BEGIN EXCERPT

These high sea surface temperatures (SSTs) are the latest in a trend of above average temperature seen during the spring and summer seasons, and part of a pattern of elevated temperatures occurring in the Northwest Atlantic, but not seen elsewhere in the ocean basin over the past century. The advisory reports on conditions in the second half of 2012.
The four subregions of the Northeast Shelf Large Marine Ecosystem, which extends from Cape Hatteras, N.C. to the Gulf of Maine. MAB is the Mid-Atlantic Bight, SNE is Southern New England, GB is Georges Bank, and GOM is the Gulf of Maine. Credit: NOAA
Sea surface temperature for the Northeast Shelf Ecosystem reached a record high of 14 degrees Celsius (57.2°F) in 2012, exceeding the previous record high in 1951. Average SST has typically been lower than 12.4 C (54.3 F) over the past three decades.

END EXCERPT

→ **DIRECTIVE A**
Print the sea surface temperature passage above in full, with no changes.

BEGIN INPUT MATERIAL

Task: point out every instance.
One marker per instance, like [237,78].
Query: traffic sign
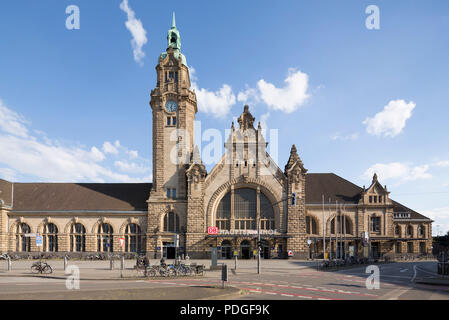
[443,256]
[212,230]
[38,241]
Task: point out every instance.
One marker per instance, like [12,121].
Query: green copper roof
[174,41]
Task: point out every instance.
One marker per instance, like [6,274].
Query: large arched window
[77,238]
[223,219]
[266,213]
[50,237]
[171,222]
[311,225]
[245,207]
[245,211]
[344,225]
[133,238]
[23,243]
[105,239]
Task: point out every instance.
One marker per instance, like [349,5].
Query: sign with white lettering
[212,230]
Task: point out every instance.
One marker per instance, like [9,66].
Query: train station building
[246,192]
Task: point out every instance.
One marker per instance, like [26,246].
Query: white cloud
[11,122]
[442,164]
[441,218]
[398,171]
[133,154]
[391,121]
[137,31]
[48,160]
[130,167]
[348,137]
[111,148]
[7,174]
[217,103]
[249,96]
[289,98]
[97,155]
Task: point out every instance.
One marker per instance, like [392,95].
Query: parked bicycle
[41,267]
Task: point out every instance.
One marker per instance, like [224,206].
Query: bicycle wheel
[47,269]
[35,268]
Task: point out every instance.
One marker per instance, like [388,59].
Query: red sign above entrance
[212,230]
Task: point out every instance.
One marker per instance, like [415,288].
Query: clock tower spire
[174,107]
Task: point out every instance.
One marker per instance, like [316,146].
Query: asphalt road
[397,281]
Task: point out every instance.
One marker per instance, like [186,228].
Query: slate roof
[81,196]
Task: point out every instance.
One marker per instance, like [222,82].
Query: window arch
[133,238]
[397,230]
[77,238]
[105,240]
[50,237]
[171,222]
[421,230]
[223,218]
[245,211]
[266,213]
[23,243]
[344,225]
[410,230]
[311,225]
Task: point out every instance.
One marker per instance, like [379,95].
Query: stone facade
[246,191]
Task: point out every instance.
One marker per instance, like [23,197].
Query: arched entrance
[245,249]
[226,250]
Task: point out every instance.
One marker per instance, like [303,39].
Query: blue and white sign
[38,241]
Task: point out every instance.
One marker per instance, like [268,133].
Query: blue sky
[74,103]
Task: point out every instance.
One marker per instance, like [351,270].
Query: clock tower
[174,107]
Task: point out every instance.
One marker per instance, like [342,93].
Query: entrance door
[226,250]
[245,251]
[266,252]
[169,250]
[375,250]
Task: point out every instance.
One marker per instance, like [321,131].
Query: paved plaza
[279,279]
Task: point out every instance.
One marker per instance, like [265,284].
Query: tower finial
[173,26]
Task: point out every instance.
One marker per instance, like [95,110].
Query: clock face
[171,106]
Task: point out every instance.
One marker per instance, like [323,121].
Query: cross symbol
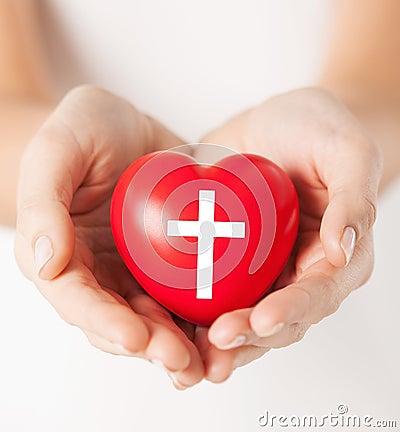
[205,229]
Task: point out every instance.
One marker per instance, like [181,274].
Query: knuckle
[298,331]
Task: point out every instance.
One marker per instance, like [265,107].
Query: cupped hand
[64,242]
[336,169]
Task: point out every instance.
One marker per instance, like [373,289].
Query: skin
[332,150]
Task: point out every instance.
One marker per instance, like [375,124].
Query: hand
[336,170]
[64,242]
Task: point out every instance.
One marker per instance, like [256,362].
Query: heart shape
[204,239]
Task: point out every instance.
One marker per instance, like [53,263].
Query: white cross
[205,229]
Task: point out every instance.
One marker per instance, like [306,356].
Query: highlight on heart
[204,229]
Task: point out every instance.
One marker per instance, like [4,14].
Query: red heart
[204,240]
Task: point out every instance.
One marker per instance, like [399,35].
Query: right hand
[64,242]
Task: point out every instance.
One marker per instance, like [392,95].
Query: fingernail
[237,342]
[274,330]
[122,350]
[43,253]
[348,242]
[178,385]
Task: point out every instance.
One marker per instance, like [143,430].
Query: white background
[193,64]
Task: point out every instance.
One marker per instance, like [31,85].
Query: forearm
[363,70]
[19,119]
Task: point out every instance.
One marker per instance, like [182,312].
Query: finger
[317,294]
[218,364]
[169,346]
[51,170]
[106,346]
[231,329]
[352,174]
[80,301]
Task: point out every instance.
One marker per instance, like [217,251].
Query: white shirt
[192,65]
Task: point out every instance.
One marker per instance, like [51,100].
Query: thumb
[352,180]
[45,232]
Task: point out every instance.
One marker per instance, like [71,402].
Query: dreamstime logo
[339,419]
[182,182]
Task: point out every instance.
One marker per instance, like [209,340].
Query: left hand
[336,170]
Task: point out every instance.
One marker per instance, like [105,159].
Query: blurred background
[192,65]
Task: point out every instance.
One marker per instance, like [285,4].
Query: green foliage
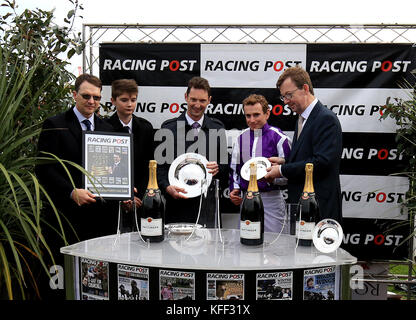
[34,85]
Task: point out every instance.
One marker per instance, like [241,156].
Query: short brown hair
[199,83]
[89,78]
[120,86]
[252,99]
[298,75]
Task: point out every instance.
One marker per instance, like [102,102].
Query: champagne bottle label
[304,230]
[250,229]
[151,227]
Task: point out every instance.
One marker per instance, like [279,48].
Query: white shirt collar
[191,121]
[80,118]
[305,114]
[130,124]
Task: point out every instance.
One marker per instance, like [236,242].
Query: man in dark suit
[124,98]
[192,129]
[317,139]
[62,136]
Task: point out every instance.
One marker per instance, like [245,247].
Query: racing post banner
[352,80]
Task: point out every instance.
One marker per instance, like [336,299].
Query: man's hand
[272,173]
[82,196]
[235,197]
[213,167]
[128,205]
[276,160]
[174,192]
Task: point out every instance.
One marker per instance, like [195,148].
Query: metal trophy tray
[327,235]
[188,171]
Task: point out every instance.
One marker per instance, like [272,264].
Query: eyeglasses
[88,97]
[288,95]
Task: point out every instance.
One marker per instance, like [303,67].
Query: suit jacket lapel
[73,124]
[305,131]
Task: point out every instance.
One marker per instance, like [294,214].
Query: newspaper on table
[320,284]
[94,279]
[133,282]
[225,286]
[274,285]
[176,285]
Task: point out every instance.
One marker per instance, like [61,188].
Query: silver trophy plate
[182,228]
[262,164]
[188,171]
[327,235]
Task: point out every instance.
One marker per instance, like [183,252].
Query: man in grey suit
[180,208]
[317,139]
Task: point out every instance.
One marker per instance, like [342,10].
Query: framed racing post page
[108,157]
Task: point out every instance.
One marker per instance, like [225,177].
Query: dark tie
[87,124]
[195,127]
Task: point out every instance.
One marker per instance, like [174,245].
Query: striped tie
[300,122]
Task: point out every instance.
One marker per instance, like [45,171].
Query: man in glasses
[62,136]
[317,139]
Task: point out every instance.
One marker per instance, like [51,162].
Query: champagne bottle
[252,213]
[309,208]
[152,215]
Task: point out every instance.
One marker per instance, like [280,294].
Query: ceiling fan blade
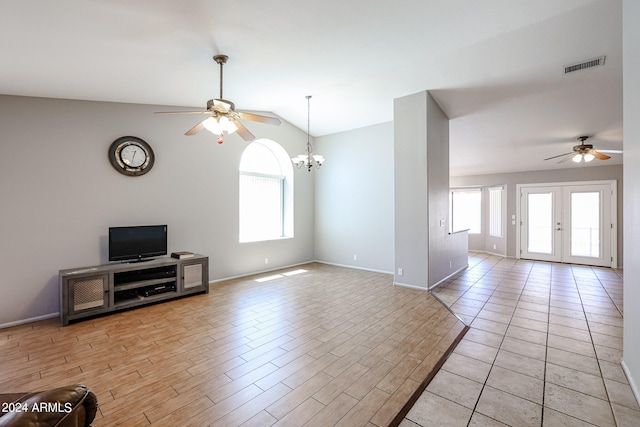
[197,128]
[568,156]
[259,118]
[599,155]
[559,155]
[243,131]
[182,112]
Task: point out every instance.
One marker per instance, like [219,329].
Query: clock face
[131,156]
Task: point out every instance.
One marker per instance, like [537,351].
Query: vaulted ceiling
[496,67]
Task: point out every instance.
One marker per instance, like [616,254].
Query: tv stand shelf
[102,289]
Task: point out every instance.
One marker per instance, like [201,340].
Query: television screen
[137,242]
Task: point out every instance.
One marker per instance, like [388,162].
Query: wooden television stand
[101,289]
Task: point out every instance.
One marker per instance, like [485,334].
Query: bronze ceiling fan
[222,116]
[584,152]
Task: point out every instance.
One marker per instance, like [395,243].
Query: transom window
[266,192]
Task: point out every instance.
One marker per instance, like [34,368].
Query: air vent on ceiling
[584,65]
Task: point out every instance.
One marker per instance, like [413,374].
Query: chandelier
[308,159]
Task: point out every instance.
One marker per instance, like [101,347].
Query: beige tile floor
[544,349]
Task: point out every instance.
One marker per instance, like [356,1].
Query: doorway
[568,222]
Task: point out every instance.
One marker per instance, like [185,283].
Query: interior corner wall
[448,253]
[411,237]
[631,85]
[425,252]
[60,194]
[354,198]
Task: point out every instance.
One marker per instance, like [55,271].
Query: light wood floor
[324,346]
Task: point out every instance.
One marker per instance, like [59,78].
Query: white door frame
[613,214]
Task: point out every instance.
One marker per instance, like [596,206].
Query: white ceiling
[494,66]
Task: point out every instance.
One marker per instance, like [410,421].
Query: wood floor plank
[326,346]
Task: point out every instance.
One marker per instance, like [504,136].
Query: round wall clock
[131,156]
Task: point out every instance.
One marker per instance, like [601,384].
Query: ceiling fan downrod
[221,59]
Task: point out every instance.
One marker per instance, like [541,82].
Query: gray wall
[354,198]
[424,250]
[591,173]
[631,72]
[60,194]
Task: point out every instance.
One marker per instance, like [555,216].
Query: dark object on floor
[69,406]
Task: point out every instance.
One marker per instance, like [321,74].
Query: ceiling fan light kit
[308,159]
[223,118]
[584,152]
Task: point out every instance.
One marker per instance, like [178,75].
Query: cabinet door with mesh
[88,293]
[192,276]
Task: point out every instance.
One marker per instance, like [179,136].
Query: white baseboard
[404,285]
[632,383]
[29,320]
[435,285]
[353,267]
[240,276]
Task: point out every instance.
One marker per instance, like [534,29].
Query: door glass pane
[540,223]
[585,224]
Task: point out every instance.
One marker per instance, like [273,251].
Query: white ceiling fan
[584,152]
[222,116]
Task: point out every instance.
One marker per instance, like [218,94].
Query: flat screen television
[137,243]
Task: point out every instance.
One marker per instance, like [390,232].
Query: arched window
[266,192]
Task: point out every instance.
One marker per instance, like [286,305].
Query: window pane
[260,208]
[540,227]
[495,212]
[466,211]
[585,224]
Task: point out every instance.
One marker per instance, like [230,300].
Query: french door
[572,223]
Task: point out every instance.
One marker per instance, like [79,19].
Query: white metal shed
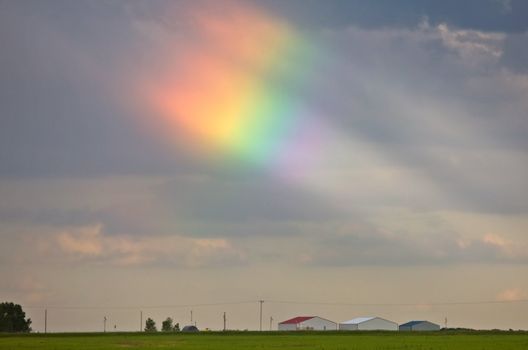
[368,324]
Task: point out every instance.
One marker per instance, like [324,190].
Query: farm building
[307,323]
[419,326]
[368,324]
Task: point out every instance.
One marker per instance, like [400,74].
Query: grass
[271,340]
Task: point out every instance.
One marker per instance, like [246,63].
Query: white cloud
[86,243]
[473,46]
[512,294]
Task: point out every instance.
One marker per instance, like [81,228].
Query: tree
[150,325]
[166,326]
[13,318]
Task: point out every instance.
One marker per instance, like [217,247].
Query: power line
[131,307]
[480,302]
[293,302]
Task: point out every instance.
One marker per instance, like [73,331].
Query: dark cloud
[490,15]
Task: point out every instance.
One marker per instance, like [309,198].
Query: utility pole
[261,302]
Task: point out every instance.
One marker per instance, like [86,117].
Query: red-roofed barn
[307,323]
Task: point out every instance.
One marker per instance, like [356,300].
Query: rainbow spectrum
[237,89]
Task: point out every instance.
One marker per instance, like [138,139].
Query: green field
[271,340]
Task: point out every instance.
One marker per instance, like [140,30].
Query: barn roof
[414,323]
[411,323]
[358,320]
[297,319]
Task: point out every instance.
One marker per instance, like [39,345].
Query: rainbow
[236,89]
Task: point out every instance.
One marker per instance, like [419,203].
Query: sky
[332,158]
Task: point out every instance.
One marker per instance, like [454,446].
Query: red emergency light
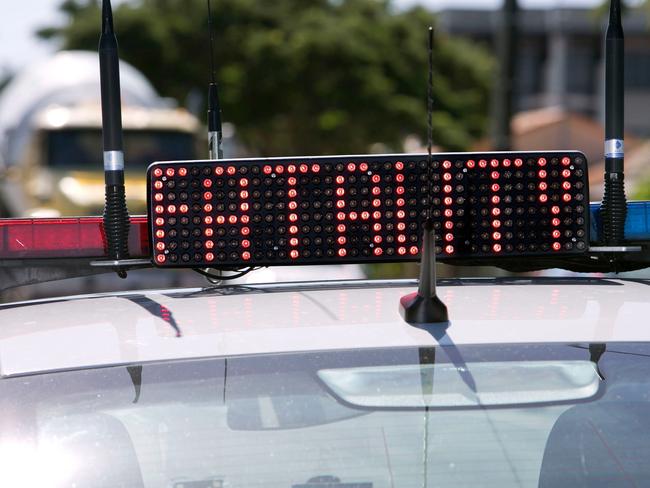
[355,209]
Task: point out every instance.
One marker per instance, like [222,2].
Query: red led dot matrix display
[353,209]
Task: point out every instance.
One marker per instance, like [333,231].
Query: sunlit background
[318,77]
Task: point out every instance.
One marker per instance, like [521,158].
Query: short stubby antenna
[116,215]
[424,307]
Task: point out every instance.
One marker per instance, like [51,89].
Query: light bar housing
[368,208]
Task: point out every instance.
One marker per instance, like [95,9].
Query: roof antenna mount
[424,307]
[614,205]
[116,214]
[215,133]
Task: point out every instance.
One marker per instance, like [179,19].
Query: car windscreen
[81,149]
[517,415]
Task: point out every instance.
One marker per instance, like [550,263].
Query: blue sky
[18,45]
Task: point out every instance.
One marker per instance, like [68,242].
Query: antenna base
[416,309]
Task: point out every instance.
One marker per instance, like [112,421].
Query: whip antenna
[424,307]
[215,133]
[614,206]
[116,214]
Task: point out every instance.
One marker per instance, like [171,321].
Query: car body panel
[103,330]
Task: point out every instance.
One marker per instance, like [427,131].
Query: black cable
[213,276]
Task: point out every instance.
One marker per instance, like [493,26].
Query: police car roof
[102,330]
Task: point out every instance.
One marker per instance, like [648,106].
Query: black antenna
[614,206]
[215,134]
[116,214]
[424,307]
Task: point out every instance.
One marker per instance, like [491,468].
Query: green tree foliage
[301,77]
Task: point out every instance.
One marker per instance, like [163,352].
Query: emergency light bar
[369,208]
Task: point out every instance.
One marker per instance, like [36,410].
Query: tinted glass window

END INPUT MATERIAL

→ **DIRECTIVE B**
Return every line of the rows that contains the string "bottle". Case counts.

→ **SOLUTION A**
These high sea surface temperatures (SSTs) are the latest in a trend of above average temperature seen during the spring and summer seasons, and part of a pattern of elevated temperatures occurring in the Northwest Atlantic, but not seen elsewhere in the ocean basin over the past century. The advisory reports on conditions in the second half of 2012.
The four subregions of the Northeast Shelf Large Marine Ecosystem, which extends from Cape Hatteras, N.C. to the Gulf of Maine. MAB is the Mid-Atlantic Bight, SNE is Southern New England, GB is Georges Bank, and GOM is the Gulf of Maine. Credit: NOAA
Sea surface temperature for the Northeast Shelf Ecosystem reached a record high of 14 degrees Celsius (57.2°F) in 2012, exceeding the previous record high in 1951. Average SST has typically been lower than 12.4 C (54.3 F) over the past three decades.

→ **SOLUTION B**
Query: champagne bottle label
Query: champagne bottle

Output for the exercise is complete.